PAGE TEXT ▸
^^^^^^^^

The online archive contains both data and metadata (descriptive data), and both are made available for research projects on the Cultural Heritage Cluster.
As it is, the amount of web material housed in the archive continues to grow. At the beginning of 2020, the archive contained approx. 640TB of data in 1024 numbers. This is an increase of more than 100TB in one year.
How does the harvester work?
The online archive is not a replica of the living internet. Using a harvester (Heritrix 3), the material is collected mechanically and stored in a particular format (Warc format). The content of the online archive can be displayed using a wayback machine, similar to the one used by Internet Archive .
The harvester is fed with URLs (links), and we decide how the harvester follows them and how it collects what it encounters. If we wish to harvest a front page or a single article, the harvester only needs to collect all elements (images, stylesheets etc.) in order to create the webpage. If we wish to harvest a theme section, the harvester must, in addition to creating the theme front page, jump one or two levels further down the site, in order to obtain the articles that are being linked to from the front page. When performing cross-sectional harvesting, the harvester is told to collect the entirety of the website.
Additionally, we also have to tell the harvester how often a pre-defined link should be collected.
Unfortunately, our collection software and display tool have technical limitations and as a result we have problems:
- harvesting audio and moving picture streams (video)
- displaying some http-based webpages (especially from social media sites like Reddit, Twitter, YouTube and Facebook)

^^^^^^^^

Point annotation dataset records
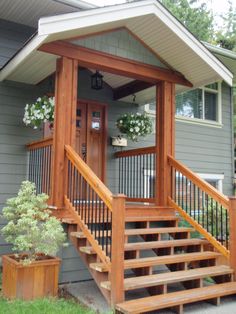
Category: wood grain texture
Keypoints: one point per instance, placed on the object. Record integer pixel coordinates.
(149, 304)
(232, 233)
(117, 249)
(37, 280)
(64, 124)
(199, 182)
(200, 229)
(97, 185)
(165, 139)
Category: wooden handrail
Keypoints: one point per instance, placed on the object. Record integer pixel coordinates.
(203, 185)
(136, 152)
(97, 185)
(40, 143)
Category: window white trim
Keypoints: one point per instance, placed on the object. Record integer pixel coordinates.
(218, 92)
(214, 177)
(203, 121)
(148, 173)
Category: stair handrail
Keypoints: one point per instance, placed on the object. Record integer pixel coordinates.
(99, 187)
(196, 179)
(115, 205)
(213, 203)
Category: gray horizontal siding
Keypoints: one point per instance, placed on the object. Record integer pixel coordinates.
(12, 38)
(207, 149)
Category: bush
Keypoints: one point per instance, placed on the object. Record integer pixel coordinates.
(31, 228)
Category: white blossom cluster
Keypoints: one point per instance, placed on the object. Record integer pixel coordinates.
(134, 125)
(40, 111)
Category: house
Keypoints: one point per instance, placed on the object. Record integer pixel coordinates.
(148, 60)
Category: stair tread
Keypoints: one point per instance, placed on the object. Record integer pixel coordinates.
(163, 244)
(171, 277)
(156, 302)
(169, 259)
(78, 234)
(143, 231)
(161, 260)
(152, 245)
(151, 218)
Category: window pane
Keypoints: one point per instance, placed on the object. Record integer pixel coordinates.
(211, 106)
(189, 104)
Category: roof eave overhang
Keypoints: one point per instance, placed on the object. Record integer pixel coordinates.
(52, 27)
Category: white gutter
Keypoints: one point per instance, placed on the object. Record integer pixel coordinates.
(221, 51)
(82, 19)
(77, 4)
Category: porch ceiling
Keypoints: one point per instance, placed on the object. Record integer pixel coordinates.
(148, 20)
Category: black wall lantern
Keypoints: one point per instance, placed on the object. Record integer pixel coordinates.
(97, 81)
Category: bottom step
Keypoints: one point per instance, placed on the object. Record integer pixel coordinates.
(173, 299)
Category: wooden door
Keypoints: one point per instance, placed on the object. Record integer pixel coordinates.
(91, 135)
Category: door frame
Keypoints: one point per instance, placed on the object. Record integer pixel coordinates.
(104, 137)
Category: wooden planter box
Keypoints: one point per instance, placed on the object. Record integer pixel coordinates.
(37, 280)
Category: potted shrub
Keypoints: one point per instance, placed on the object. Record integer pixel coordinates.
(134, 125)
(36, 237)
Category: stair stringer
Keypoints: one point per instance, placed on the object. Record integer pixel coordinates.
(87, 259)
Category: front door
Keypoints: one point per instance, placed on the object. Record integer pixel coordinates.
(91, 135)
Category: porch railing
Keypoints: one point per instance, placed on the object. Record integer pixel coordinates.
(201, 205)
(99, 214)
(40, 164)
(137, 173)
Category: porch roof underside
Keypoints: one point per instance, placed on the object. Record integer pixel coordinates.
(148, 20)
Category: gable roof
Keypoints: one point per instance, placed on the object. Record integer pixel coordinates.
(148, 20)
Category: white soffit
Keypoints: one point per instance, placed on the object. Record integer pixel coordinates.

^^^^^^^^

WORK TO COMPLETE ▸
1. According to the web archive text, in what format is the collected material stored?
2. Rewrite the web archive text between "As it is, the" and "Internet Archive .", inclusive, with "harvester" changed to "crawler".
This material stands apart from the web archive text.

ANSWERS TO THE PROBLEMS ▸
1. Warc format

2.
As it is, the amount of web material housed in the archive continues to grow. At the beginning of 2020, the archive contained approx. 640TB of data in 1024 numbers. This is an increase of more than 100TB in one year.
How does the crawler work?
The online archive is not a replica of the living internet. Using a crawler (Heritrix 3), the material is collected mechanically and stored in a particular format (Warc format). The content of the online archive can be displayed using a wayback machine, similar to the one used by Internet Archive .